HipHop pharmacophore model for DPP4 inhibitors. (a) The distance constraints of the model. (b) The best HipHop pharmacophore model. (c) The best pharmacophore model was mapped onto the binding site of DPP4 crystal structure with compound 1. The ligand was shown in gray stick model and residues were displayed in white stick model. Nitrogen atoms were colored in light blue and oxygen atoms in red. All hydrogen atoms were not displayed

This model was in accordance with a previously published model [42] to some extent, thus confirming its general validity. Moreover, the consistency of the pharmacophore model to our previous 3D-QSAR model [43] on a series of DPP4 inhibitors also indicated the rationality of the model. The two hydrophobic features in S1 and S2 pockets were demonstrated by the hydrophobic favored areas in the 3D-QSAR model. A H-bond-donor-favored areas near Glu205-Glue206 emphasized that a hydrogen bond donor at this moiety was essential for a DPP4 inhibitor. And a positive group in the CoMFA model was suggested to be favored near the HA feature in this pharmacophore model.

We also analyzed other purchased compounds which exhibited no biological activities. Compounds s1 and s2 were selected for the following SAR studies due to their structural similarity with the active hits (Table 1). Compounds s1, 9 and 15 share similar structures. However, compound s1 showed no DPP4 inhibition at 10 μM in the biological evaluation. The absence of the hydroxyl or methoxy group was therefore related to the loss of inhibition, which also implied the importance of the HD feature. The comparison of either compound s2 with compound 1 or compound 11 with compound 13 implied the importance of the HP features in structures.

As predicted by our pharmacophore model (Fig. 4a), the linear distance between the two hydrophobic features is 8.1 Å, representing the length of 5 ~ 6 C-C bonds. And the distance between the HA feature and the HD feature would be suitable for 2 ~ 3 C-C bonds. Hydrogen bonds with Glu205-Glu206 or Arg125 were essential for the inhibitory activities toward DPP4. Residue His740 also provided the chance to form hydrogen bonds with the ligand. S1 and S2 pockets were suitable for some hydrophobic moieties. And a comparison of those active compounds suggested that the absence of a hydrogen-bond acceptor moiety would result in a loss in activity. The hydrophobic parts made the compounds stable at the hydrophobic binding pocket. Due to the structure diversity and novelty of these compounds, this pharmacophore model could be used as a common-structure suggestion for all kinds of DPP4 inhibitors.

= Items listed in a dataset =
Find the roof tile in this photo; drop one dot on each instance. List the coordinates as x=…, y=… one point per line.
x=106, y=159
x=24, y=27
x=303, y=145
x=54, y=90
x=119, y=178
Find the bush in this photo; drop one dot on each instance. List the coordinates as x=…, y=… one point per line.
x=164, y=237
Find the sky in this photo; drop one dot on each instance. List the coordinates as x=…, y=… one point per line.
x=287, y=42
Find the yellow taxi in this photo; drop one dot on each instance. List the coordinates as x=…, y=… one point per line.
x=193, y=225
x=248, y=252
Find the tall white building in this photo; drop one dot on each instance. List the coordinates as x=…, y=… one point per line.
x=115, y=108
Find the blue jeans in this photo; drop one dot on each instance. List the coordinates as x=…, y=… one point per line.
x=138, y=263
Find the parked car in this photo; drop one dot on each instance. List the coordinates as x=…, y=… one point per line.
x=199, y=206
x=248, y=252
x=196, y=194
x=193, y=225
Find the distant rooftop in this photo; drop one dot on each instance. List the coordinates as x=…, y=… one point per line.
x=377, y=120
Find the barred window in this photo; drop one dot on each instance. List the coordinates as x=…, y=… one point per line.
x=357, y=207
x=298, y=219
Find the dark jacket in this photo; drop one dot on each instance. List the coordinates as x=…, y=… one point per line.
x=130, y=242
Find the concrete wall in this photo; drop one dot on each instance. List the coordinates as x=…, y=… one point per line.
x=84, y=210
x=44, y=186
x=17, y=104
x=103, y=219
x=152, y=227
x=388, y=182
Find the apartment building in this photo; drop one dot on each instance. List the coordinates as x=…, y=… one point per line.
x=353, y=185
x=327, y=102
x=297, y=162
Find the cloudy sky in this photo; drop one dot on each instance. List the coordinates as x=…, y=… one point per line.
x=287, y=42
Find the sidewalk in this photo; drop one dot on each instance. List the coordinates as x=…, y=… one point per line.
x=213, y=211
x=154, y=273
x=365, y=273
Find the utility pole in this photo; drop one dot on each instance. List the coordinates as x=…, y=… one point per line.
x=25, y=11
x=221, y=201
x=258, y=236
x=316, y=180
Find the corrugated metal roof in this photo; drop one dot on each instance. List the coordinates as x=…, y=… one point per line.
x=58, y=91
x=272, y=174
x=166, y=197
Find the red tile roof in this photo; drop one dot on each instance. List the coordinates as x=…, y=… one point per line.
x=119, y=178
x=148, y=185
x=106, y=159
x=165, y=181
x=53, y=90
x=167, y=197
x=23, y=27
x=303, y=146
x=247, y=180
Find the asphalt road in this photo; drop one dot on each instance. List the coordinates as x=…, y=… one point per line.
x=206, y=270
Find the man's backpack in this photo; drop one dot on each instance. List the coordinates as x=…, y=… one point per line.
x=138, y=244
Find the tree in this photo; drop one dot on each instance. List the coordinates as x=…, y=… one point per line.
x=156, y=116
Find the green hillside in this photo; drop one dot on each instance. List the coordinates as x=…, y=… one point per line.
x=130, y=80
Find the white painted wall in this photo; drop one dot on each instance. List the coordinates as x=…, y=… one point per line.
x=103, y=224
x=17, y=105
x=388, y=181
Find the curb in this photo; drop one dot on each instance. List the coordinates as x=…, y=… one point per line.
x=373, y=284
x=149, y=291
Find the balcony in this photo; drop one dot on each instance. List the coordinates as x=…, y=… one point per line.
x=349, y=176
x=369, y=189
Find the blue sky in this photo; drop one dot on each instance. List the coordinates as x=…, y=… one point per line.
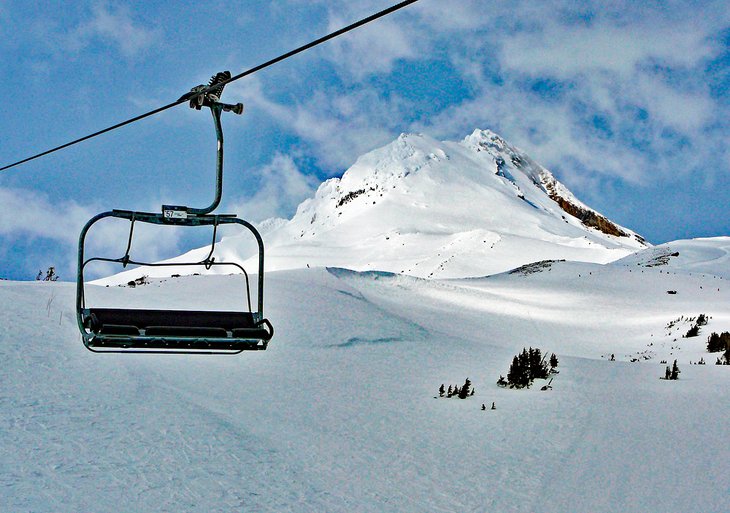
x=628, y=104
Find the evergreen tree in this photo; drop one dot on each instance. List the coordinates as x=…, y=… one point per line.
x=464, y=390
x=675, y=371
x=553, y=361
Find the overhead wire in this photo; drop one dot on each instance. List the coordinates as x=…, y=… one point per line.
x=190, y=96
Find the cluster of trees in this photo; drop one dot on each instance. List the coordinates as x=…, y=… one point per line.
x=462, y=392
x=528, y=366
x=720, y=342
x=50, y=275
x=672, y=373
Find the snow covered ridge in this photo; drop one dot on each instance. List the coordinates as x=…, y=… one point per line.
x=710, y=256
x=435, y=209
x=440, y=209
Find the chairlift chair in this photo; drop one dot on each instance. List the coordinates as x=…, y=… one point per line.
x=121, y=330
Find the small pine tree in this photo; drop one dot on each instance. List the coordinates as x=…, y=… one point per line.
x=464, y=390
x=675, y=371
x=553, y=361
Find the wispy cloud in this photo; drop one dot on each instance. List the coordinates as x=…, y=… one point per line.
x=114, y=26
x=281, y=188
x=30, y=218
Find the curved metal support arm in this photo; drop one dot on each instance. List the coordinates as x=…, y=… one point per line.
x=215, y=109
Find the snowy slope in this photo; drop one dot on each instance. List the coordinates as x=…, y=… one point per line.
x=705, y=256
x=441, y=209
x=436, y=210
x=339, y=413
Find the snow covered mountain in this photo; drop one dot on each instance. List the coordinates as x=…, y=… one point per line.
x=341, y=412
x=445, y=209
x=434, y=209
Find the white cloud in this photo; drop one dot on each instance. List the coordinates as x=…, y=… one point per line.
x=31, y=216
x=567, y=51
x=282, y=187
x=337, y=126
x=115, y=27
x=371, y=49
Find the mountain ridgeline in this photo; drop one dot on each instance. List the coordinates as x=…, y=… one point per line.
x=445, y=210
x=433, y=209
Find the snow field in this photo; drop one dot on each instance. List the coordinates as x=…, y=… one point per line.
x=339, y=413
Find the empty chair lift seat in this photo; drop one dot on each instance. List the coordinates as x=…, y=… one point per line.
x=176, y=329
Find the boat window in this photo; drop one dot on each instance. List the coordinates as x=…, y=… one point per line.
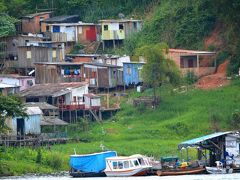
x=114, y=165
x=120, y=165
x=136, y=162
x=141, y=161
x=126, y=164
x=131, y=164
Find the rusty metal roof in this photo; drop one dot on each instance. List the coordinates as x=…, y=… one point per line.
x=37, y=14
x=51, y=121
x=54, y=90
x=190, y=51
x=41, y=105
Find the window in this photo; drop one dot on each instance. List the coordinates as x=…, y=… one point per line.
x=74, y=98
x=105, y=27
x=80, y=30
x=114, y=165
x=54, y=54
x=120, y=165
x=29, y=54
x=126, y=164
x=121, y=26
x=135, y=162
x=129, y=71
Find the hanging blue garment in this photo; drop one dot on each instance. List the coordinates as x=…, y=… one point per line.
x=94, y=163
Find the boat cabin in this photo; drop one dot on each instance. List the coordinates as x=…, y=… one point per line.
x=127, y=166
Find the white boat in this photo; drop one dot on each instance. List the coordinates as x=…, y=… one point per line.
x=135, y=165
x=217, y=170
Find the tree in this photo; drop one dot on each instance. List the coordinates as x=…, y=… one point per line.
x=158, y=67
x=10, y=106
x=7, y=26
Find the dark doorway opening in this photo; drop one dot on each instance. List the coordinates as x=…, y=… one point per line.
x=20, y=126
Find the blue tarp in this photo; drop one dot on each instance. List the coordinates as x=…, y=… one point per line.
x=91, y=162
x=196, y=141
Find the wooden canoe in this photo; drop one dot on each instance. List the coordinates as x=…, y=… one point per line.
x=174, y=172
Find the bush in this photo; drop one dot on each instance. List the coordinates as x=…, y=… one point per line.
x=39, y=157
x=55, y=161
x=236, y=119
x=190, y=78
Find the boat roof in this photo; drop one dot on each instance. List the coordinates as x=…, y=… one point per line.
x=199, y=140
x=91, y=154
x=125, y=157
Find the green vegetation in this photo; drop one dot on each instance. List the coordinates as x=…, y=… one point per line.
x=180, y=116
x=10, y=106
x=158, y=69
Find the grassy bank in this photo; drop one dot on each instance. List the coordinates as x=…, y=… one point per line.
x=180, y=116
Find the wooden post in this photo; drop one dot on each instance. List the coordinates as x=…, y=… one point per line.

= ABOUT THIS TASK =
Decide whether each statement below agrees with the text on the DPP4 pharmacophore model. Answer yes or no for each and quote the words from the text that settle it.
1. The two hydrophobic features of the model are 8.1 Å apart.
2. Compound s1 inhibited DPP4 at 10 μM.
3. In the mapped binding-site figure, hydrogen atoms are shown in white.

= OUTPUT FOR THIS TASK =
1. Yes: "the linear distance between the two hydrophobic features is 8.1 Å"
2. No: "compound s1 showed no DPP4 inhibition at 10 μM in the biological evaluation"
3. No: "All hydrogen atoms were not displayed"